▶ _GIVEN INSTRUCTION_:
Report, in full, each line of the items below that contains the word "black".

— Start —

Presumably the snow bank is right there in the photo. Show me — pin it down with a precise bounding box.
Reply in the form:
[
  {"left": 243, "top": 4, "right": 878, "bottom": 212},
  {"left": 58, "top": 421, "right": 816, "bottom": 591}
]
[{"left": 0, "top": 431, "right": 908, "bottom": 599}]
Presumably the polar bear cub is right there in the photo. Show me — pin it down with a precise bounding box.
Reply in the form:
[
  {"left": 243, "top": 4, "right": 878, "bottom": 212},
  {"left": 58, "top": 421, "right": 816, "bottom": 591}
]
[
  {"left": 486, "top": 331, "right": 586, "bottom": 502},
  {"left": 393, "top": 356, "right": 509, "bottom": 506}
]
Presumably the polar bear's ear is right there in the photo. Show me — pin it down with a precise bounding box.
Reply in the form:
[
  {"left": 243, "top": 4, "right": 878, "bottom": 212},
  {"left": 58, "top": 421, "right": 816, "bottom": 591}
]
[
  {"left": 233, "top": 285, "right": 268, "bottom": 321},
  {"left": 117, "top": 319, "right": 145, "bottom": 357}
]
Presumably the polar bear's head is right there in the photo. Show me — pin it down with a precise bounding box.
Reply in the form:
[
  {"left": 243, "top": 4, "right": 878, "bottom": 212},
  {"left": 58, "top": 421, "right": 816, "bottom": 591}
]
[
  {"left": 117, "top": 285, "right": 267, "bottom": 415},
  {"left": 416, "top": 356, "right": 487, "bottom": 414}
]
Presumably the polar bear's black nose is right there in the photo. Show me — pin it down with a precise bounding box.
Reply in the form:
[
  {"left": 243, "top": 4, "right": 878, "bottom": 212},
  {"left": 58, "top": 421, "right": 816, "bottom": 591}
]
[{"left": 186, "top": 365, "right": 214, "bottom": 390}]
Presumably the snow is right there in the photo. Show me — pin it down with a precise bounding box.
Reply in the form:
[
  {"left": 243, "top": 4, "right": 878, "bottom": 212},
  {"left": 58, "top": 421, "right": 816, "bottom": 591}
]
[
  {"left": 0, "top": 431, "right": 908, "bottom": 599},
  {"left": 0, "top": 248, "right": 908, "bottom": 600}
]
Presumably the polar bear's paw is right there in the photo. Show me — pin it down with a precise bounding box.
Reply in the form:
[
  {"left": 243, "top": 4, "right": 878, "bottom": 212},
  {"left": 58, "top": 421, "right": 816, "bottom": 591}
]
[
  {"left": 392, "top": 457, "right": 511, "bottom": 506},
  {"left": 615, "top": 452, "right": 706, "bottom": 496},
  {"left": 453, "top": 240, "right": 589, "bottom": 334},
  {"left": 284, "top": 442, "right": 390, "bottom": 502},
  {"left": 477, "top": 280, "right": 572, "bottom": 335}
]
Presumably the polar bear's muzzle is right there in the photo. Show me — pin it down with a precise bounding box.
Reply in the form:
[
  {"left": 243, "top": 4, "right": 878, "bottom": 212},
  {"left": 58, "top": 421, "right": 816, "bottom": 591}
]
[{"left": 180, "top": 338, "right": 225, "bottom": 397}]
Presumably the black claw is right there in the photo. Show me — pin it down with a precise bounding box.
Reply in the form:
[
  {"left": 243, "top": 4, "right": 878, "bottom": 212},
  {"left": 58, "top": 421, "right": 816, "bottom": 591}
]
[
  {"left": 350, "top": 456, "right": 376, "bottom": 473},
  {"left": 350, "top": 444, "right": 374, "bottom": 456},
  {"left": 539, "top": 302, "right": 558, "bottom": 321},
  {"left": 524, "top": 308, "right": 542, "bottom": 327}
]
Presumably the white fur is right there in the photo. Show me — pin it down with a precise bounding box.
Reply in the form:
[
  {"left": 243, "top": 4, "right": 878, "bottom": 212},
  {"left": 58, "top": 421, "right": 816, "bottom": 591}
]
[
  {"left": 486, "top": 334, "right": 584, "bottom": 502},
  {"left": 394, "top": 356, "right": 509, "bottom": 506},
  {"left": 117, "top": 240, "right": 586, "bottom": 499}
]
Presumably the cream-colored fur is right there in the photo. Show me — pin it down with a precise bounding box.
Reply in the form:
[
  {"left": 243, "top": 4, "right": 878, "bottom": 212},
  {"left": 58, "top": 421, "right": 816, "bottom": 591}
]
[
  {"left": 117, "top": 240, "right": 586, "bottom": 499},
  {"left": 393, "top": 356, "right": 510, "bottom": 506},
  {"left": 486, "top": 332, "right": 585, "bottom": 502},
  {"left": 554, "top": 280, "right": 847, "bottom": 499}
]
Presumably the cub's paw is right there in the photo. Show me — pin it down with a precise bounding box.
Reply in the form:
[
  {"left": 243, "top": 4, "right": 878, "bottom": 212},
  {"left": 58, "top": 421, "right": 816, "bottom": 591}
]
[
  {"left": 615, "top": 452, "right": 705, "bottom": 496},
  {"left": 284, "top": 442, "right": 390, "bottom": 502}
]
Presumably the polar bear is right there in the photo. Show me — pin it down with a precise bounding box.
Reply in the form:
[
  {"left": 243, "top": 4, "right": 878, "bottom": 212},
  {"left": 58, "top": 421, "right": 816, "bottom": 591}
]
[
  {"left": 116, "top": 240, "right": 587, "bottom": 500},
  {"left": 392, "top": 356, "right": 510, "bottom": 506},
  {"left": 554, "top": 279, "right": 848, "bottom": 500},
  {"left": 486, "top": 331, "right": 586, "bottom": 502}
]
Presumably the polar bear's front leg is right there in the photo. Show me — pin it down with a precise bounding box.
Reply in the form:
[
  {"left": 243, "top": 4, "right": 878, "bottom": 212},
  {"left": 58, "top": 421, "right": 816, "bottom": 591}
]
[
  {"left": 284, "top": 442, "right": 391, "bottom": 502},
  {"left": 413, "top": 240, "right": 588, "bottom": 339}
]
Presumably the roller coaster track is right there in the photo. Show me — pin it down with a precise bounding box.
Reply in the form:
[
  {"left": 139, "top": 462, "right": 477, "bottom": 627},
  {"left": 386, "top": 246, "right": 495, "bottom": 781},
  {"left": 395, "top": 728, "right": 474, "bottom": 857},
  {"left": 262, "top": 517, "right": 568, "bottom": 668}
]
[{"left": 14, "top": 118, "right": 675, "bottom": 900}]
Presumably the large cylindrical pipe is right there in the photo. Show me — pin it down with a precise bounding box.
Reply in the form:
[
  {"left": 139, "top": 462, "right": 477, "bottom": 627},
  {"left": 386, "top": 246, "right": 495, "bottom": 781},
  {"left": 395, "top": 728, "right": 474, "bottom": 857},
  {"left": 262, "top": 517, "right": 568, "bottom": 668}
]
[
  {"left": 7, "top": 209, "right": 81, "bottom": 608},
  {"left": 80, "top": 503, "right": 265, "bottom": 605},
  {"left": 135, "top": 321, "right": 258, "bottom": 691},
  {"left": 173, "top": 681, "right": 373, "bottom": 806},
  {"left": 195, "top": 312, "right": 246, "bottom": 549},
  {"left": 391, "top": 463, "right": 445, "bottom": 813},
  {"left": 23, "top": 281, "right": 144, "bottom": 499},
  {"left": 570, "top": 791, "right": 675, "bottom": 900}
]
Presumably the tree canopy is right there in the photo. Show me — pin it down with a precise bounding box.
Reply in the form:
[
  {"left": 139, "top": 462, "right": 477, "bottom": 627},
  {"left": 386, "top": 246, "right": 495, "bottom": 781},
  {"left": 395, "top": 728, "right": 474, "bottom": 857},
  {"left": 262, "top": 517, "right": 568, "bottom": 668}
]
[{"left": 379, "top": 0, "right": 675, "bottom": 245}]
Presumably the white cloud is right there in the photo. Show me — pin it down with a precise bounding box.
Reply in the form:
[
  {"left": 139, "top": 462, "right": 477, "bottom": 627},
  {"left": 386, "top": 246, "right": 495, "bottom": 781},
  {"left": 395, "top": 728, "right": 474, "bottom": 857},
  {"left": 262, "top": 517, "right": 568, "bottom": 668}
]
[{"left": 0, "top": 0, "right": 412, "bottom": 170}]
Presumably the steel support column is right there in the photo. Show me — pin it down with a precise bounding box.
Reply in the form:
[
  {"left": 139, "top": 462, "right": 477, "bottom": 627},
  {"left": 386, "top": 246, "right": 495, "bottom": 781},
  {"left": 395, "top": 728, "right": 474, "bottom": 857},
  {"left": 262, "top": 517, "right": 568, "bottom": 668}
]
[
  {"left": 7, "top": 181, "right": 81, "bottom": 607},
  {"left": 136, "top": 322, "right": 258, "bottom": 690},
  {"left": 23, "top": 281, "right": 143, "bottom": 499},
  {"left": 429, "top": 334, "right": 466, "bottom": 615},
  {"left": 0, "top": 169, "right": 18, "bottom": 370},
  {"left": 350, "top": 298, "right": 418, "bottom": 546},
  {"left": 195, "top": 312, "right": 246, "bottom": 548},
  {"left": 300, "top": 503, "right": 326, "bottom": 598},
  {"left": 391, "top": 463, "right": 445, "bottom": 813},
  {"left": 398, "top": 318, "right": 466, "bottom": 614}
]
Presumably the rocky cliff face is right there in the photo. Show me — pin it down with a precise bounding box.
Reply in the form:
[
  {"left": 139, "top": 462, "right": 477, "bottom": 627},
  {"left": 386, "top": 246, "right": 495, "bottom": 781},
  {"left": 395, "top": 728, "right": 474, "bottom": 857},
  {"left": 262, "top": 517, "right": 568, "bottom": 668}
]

— End —

▶ _FULL ANSWER_:
Presumably the polar bear's black nose is right there in the photo. Show me — pin it down with a precise bounding box.
Presumably the black claw is right there in the photo. Show me — pin it down with a precise bounding box.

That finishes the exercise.